** AIM **
Rewrite the stretch of data from the start through the line that contains "[(87, 564)]", swapping "marker" for "pin" and keeping everything else the same. Leave the pictures out.

** RECORDS FOR THIS EXERCISE **

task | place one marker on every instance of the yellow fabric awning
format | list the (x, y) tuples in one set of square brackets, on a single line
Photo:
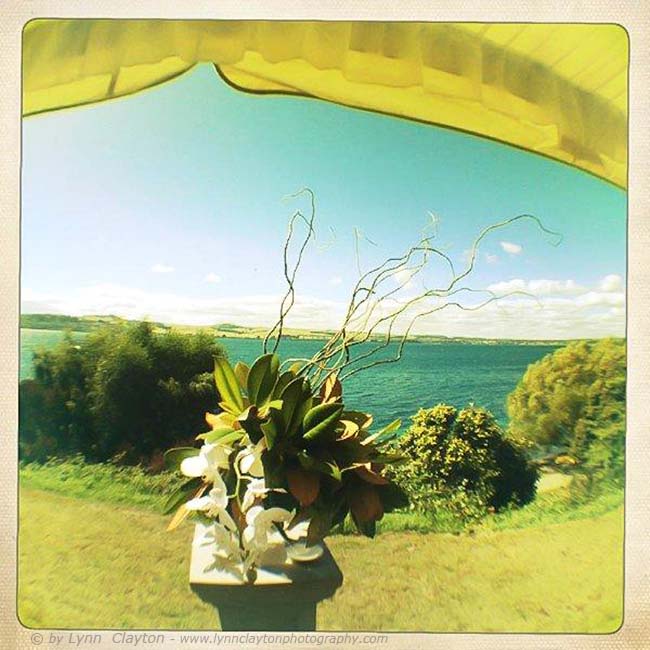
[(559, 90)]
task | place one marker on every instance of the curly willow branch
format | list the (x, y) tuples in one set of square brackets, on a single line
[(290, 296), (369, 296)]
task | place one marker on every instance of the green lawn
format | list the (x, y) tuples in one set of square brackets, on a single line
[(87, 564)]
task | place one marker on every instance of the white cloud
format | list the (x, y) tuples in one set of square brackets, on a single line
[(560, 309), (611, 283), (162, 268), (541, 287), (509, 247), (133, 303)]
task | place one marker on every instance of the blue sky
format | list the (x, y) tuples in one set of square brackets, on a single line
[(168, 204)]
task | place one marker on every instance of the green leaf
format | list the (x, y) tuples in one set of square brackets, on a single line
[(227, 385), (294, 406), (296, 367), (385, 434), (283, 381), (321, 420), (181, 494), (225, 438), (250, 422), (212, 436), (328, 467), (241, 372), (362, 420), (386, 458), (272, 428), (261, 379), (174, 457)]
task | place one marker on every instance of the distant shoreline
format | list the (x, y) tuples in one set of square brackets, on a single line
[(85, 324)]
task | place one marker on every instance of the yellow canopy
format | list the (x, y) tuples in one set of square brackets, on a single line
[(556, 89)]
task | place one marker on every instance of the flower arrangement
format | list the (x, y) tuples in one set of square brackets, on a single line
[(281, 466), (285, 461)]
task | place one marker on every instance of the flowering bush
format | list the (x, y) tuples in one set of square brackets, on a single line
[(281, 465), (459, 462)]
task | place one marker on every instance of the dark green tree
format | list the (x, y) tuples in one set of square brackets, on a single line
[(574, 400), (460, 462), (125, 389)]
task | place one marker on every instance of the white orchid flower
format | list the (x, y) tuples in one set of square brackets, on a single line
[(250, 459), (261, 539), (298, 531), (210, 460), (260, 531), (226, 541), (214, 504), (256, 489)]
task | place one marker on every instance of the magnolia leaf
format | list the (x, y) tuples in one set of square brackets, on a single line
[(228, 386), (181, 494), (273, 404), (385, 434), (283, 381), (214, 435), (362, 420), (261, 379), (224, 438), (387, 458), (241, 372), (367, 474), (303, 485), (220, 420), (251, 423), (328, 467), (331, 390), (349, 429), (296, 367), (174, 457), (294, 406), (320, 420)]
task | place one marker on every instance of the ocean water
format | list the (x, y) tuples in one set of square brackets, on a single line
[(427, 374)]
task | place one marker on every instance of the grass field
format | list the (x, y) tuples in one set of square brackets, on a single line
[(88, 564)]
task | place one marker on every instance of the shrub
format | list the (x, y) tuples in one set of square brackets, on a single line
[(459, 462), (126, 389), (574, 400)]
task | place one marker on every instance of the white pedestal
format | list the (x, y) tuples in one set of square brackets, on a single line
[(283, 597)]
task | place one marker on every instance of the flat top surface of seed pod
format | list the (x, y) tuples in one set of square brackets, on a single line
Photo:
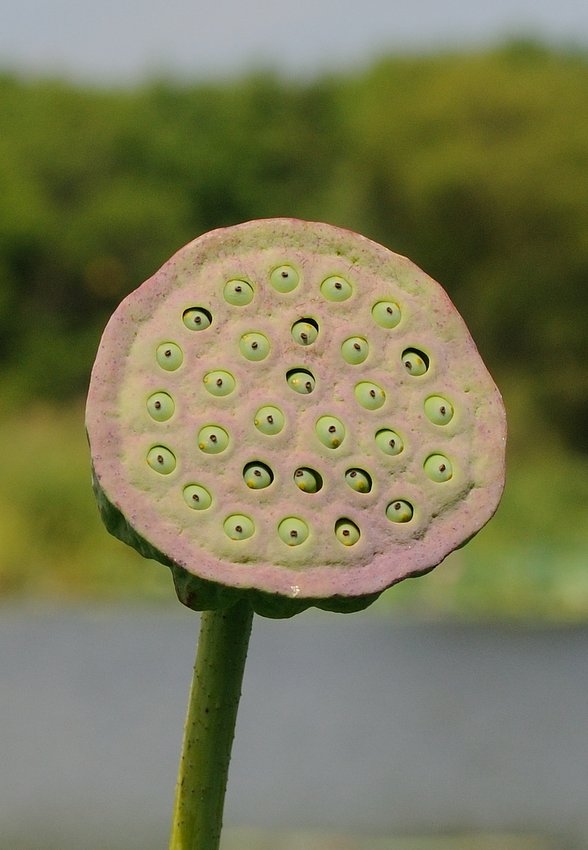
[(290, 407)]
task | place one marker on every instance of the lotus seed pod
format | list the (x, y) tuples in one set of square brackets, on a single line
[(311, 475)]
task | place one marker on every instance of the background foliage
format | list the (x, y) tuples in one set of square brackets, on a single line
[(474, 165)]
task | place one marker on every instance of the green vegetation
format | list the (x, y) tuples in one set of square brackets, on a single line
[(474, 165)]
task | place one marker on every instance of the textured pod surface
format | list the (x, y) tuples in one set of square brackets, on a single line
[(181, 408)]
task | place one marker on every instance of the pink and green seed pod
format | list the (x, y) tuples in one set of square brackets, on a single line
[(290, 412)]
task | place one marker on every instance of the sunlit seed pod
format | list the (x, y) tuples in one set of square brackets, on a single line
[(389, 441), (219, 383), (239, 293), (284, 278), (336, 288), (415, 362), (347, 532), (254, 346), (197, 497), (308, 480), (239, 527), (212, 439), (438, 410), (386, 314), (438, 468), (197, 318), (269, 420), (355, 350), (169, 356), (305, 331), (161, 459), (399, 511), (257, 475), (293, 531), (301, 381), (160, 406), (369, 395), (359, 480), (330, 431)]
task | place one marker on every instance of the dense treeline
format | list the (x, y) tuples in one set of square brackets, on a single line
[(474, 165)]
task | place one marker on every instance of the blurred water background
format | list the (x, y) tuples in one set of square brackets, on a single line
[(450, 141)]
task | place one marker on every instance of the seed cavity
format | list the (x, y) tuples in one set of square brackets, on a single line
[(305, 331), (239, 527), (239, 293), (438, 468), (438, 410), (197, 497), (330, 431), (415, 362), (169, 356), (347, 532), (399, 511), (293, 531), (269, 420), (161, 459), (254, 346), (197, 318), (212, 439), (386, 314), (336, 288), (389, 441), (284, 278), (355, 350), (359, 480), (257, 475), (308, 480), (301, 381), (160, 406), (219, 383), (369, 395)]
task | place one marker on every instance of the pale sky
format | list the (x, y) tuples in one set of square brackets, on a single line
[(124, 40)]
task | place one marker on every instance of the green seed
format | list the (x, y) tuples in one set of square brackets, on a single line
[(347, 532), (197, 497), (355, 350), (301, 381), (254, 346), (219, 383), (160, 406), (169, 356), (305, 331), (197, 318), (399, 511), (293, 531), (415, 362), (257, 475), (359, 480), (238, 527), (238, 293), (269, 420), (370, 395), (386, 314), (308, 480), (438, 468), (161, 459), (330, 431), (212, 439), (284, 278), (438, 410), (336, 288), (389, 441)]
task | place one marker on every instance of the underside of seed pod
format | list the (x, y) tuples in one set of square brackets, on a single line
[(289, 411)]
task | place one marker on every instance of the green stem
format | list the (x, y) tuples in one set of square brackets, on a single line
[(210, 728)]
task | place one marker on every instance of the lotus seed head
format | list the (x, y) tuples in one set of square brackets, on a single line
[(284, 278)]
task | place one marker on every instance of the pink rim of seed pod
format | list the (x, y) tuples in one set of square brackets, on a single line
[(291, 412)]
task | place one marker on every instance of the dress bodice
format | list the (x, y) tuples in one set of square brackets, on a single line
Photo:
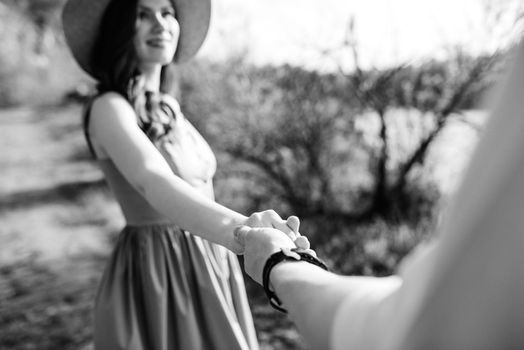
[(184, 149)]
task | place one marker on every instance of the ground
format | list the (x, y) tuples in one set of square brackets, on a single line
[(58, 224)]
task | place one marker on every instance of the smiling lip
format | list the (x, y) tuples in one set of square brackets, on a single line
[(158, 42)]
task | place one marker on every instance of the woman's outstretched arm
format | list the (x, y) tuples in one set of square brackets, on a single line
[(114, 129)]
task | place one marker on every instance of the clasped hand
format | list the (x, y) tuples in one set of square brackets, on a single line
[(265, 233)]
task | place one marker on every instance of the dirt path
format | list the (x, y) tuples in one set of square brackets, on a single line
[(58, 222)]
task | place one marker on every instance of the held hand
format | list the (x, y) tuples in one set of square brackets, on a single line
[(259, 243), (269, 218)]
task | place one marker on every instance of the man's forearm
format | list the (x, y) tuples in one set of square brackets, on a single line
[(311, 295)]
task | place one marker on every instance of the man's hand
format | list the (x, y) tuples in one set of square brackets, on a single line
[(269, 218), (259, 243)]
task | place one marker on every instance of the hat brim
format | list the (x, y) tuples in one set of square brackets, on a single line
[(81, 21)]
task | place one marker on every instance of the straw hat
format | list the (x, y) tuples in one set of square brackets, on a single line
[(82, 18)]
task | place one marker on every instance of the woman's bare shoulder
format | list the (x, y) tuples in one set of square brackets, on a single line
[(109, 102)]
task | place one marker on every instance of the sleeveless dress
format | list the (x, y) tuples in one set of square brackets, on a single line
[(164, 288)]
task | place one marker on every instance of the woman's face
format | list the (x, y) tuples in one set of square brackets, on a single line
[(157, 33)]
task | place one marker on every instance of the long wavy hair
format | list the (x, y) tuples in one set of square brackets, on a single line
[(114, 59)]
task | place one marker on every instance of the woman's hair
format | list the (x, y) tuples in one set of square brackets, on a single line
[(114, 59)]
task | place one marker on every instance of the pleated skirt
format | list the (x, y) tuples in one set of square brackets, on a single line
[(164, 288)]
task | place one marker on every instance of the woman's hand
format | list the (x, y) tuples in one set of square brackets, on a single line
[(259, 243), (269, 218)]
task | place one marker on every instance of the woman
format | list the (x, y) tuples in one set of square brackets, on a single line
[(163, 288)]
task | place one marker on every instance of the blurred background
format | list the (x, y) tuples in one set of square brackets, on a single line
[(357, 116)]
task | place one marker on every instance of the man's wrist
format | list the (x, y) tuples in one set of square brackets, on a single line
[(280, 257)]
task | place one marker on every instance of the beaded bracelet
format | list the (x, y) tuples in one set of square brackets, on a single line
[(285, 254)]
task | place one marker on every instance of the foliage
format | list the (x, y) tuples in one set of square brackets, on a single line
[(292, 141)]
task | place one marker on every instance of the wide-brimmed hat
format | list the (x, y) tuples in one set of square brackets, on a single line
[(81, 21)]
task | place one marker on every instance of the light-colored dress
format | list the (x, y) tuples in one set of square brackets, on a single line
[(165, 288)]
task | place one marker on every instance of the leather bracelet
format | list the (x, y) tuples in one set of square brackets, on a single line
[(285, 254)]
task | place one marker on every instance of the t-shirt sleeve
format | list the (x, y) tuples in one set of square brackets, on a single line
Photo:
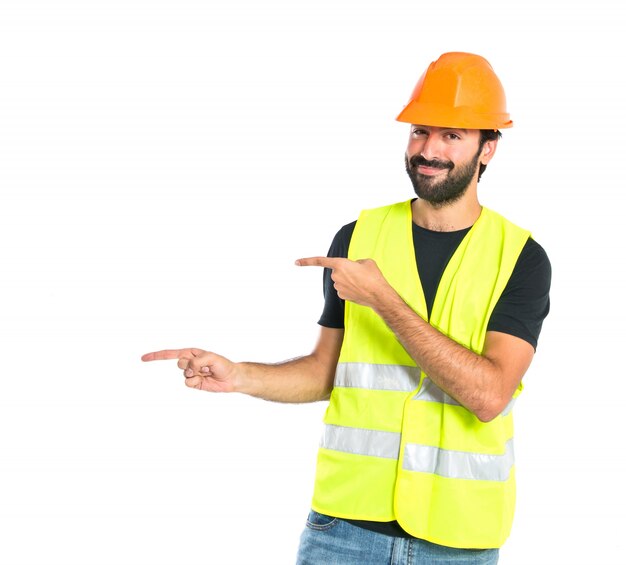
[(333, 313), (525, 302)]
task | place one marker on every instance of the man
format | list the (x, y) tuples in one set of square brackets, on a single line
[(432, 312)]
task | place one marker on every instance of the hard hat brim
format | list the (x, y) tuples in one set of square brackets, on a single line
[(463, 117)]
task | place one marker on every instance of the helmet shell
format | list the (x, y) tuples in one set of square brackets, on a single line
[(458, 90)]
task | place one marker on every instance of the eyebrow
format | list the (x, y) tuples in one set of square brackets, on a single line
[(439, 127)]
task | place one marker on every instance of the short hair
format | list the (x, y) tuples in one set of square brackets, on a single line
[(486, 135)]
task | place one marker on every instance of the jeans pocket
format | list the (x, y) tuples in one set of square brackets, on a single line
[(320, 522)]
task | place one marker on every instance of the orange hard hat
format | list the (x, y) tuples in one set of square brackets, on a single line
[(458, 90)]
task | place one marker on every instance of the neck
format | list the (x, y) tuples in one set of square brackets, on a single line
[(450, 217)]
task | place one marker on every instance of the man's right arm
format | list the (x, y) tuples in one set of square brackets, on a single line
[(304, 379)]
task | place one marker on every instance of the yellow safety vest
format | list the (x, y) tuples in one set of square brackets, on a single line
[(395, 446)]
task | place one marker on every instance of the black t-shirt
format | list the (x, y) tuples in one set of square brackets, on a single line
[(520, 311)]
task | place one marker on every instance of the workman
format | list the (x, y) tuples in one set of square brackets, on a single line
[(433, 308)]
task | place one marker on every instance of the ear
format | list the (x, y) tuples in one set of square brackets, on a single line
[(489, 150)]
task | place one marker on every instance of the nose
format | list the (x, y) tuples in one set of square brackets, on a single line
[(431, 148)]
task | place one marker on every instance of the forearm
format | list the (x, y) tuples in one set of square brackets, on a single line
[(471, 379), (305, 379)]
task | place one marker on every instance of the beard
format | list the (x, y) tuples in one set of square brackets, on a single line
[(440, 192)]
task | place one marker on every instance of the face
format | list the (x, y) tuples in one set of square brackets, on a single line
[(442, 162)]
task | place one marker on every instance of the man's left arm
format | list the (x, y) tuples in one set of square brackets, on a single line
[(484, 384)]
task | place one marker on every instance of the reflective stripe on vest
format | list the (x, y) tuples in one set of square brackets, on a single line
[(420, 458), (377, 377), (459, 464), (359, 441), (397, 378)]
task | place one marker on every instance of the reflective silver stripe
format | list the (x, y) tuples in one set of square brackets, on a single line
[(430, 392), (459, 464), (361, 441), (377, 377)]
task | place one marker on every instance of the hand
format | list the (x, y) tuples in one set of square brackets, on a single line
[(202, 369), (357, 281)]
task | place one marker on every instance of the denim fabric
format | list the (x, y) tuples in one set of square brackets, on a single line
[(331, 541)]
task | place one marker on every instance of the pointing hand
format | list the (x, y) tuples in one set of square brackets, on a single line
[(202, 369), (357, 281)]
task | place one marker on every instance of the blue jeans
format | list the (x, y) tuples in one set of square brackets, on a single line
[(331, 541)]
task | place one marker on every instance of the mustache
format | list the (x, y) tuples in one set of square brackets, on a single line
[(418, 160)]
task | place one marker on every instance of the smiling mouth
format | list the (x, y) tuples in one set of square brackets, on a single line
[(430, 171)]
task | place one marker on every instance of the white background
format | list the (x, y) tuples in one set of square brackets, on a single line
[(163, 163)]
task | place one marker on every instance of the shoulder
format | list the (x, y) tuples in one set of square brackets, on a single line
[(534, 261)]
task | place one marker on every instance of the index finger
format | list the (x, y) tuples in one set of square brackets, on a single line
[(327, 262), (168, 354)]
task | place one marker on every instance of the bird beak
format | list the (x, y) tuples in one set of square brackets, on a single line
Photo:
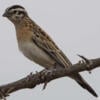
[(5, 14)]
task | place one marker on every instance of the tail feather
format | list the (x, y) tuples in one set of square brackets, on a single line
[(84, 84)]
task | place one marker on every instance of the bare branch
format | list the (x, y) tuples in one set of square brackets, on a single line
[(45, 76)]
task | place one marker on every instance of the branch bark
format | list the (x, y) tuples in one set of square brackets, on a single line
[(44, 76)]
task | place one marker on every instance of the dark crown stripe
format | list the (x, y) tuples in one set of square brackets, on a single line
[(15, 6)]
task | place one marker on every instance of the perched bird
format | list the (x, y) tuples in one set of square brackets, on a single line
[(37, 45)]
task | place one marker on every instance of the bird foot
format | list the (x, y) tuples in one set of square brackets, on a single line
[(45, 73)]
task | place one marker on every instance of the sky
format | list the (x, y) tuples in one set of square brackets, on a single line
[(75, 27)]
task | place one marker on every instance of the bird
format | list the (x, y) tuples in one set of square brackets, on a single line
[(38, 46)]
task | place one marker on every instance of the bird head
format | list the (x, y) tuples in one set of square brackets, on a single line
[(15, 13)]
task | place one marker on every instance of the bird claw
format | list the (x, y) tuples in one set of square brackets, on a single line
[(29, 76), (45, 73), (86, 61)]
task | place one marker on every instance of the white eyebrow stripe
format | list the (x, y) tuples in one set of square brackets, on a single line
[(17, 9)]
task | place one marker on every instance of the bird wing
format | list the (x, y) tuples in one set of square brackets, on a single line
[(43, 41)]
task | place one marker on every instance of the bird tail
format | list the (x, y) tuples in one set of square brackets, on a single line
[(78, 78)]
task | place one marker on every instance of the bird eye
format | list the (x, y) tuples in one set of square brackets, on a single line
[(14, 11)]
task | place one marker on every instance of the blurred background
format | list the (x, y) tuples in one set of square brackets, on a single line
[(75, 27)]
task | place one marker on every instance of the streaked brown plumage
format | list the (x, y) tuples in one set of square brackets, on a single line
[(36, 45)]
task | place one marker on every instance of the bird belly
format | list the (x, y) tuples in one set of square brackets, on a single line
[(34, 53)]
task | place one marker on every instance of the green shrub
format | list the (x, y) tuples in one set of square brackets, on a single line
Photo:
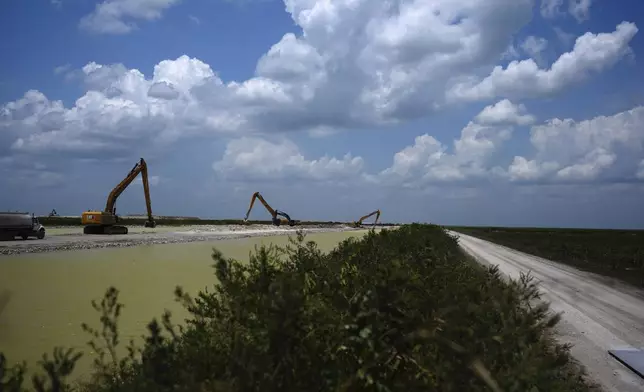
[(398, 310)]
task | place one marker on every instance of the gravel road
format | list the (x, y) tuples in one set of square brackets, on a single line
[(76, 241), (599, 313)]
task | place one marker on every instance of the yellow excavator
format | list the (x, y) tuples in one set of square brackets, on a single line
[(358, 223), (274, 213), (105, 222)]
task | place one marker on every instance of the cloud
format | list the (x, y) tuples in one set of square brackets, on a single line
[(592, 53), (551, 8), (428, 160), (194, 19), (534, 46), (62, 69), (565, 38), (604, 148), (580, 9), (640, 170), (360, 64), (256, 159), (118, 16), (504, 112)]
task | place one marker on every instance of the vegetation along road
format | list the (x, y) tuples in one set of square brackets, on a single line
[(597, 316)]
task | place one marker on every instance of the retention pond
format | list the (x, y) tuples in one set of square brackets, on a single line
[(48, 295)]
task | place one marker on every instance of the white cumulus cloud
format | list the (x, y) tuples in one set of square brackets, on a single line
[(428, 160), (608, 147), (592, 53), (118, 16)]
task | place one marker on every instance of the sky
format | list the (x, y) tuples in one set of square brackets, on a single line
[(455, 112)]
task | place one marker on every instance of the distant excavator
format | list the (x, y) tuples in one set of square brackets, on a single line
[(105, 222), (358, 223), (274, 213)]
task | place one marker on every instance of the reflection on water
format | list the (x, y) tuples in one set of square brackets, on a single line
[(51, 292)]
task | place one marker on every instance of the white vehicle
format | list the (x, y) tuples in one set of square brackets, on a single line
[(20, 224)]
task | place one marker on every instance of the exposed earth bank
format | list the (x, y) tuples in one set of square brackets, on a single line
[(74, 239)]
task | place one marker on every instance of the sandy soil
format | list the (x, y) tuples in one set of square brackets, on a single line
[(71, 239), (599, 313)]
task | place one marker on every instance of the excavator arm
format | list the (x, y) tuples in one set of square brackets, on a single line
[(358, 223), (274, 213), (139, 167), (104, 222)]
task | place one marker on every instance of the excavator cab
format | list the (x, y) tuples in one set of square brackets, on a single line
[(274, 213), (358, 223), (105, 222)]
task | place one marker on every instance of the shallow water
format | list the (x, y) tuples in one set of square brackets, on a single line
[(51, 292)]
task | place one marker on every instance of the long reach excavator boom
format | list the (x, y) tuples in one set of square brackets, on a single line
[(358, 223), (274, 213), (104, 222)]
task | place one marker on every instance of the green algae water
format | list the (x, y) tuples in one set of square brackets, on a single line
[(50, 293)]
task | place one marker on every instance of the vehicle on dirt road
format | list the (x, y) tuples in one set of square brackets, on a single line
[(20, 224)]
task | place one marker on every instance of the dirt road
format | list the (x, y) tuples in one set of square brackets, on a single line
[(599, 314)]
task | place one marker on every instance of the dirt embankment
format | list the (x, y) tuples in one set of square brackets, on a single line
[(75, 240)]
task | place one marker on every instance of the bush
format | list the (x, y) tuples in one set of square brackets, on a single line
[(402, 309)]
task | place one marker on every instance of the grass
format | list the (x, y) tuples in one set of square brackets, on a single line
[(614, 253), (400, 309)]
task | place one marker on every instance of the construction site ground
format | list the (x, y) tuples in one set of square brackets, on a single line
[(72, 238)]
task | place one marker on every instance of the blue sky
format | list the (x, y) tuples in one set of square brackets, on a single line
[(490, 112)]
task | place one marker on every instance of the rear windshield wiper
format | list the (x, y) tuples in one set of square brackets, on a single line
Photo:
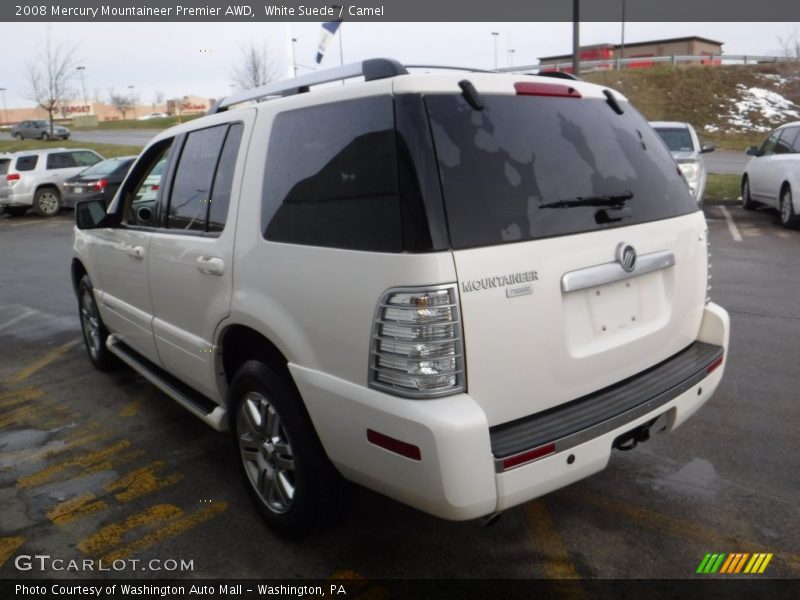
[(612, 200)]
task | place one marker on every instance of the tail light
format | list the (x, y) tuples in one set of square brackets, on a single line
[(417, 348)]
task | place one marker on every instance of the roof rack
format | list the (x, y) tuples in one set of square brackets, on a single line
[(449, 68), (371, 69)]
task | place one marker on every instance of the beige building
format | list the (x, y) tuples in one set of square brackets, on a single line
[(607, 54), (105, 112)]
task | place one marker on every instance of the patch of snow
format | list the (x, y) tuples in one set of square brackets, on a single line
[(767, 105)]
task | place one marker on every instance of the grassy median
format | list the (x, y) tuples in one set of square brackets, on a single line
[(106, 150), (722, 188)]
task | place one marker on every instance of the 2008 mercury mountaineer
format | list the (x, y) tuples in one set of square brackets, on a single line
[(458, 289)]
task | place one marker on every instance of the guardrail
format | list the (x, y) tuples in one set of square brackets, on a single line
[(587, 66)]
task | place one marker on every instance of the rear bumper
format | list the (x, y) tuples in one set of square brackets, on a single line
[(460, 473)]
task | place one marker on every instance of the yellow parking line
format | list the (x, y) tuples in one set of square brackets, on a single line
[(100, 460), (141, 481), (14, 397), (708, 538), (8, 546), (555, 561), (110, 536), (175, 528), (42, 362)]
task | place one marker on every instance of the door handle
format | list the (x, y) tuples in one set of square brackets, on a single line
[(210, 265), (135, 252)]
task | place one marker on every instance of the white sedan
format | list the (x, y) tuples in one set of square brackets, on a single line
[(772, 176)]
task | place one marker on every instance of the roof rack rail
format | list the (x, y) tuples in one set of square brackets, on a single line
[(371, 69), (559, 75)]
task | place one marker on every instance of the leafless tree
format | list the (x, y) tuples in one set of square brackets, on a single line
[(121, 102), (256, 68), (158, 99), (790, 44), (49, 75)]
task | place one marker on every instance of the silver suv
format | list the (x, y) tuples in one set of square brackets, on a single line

** SOLUTION FOR THIS EXERCISE **
task | place one pin on every instance of the yellow fabric awning
format | list the (x, y) tuples in one set of square brackets, on a single line
Photo:
[(559, 90)]
task | place one pin on every instance of the curly willow branch
format | list the (x, y) tuples in one set of square brackets, on a single line
[(290, 296), (369, 296)]
task | place one pin on every instance of the green lawn
format | list the (x, y) tuples in one set of square brackets, on a single line
[(87, 564)]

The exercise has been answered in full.